**Goal:** Copy out the lines below with "rock slab" swapped for "stone ledge" and nothing else changed. Leave the pictures out.

**Dataset:**

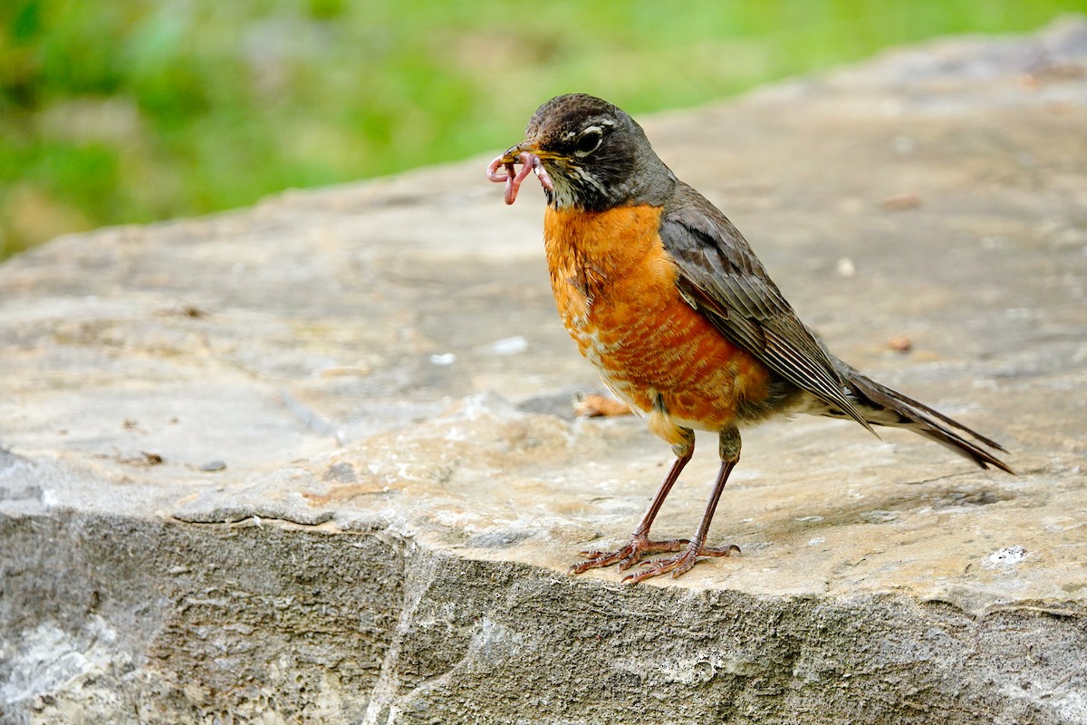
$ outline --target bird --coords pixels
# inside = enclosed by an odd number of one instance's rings
[[[521,164],[517,170],[516,165]],[[583,551],[572,574],[617,564],[626,584],[689,571],[708,546],[740,427],[796,413],[913,430],[982,468],[1012,468],[996,441],[836,358],[786,301],[725,214],[679,180],[641,126],[600,98],[540,105],[525,138],[487,168],[513,203],[535,173],[544,187],[544,248],[562,322],[604,385],[671,445],[674,461],[629,540]],[[661,505],[695,452],[695,430],[717,434],[712,493],[687,539],[650,538]]]

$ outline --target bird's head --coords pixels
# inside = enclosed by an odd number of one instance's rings
[[[675,183],[634,118],[585,93],[559,96],[539,107],[525,140],[495,163],[520,163],[526,152],[550,177],[551,188],[545,183],[545,191],[555,209],[660,203]]]

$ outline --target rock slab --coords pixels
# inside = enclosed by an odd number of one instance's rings
[[[1087,723],[1087,23],[644,121],[840,357],[1020,475],[767,425],[742,555],[572,578],[670,454],[573,418],[538,192],[477,159],[66,237],[0,267],[0,723]]]

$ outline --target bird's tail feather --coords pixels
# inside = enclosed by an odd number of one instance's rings
[[[876,383],[838,359],[833,360],[838,374],[852,393],[850,398],[855,398],[857,410],[870,424],[908,428],[969,458],[983,468],[994,466],[1014,475],[1015,472],[1007,463],[985,450],[991,448],[1004,451],[997,441],[986,438],[922,402]]]

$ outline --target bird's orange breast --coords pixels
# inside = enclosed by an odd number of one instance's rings
[[[544,240],[563,323],[604,383],[678,442],[675,426],[719,430],[770,373],[680,297],[659,234],[661,209],[548,208]]]

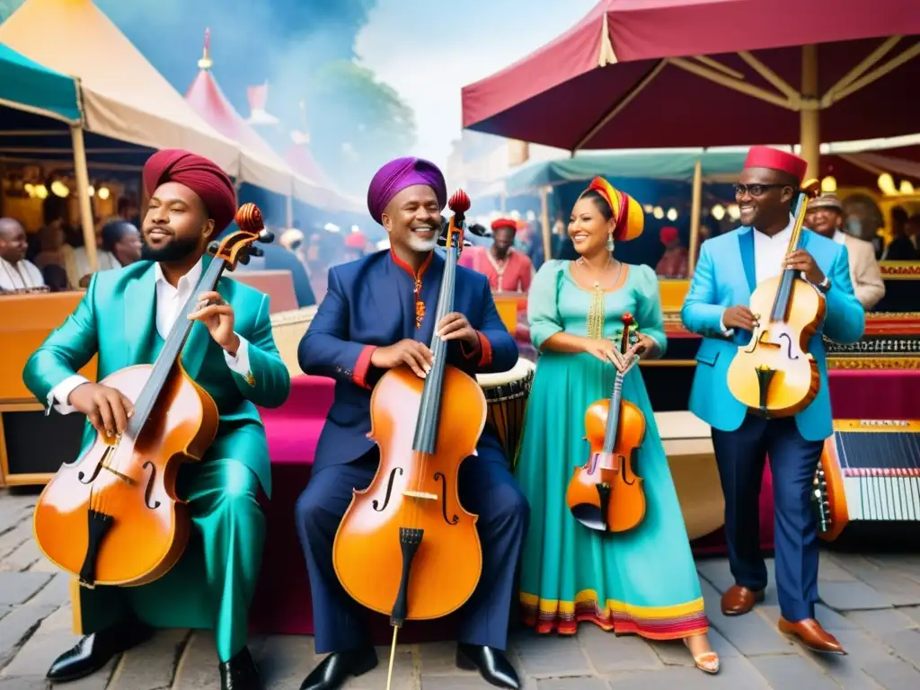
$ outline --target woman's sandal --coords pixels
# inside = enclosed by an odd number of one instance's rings
[[[687,641],[686,638],[684,638],[684,645],[688,650],[690,650],[690,643]],[[704,673],[715,675],[719,673],[719,654],[716,652],[704,651],[702,654],[694,655],[691,651],[690,654],[693,656],[693,661],[694,663],[696,664],[696,668]]]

**Answer to the exercise:**
$ outline --target bird --coords pixels
# inside = enclosed by an odd number of one instance's rings
[[[521,164],[517,170],[516,165]],[[583,551],[572,574],[617,564],[626,584],[689,571],[708,546],[740,427],[796,413],[913,430],[982,468],[1012,468],[996,441],[836,358],[786,301],[725,214],[679,180],[641,126],[600,98],[540,105],[525,138],[487,168],[513,203],[535,173],[544,187],[544,248],[562,322],[604,385],[671,445],[674,461],[629,540]],[[661,505],[695,452],[695,430],[717,434],[712,493],[687,539],[650,538]]]

$ outline --target bird's head --coords pixels
# inside = enclosed by an odd number of one instance's rings
[[[675,183],[634,118],[585,93],[559,96],[539,107],[525,140],[495,163],[520,163],[526,152],[550,177],[551,188],[545,183],[545,191],[555,209],[660,203]]]

$ outline --target stone ledge --coords pixels
# inside = enclosed by an odd number of one instance's rings
[[[1087,723],[1087,23],[644,121],[840,357],[1020,475],[767,425],[742,555],[572,578],[670,454],[573,418],[538,192],[477,159],[66,237],[0,267],[0,723]]]

$ outline --target bird's tail feather --coords pixels
# inside = enclosed by an odd number of one instance's rings
[[[876,383],[838,359],[833,360],[838,374],[852,393],[850,398],[855,398],[857,410],[870,424],[908,428],[969,458],[983,468],[994,466],[1014,475],[1015,472],[1007,463],[985,450],[991,448],[1004,451],[997,441],[986,438],[922,402]]]

$ outline --target bird's orange breast --coords pixels
# inside = enclosed by an odd number of one instance's rings
[[[544,240],[563,323],[604,383],[678,442],[675,426],[719,430],[770,373],[680,297],[659,234],[661,209],[548,208]]]

$ outline --target woman's sandal --coords pixels
# inside = enclosed by an odd number of one instance's rings
[[[687,641],[686,638],[684,638],[684,645],[688,650],[690,650],[690,643]],[[704,673],[715,675],[719,673],[719,654],[716,652],[704,651],[702,654],[694,655],[691,651],[690,654],[693,656],[693,661],[694,663],[696,664],[696,668]]]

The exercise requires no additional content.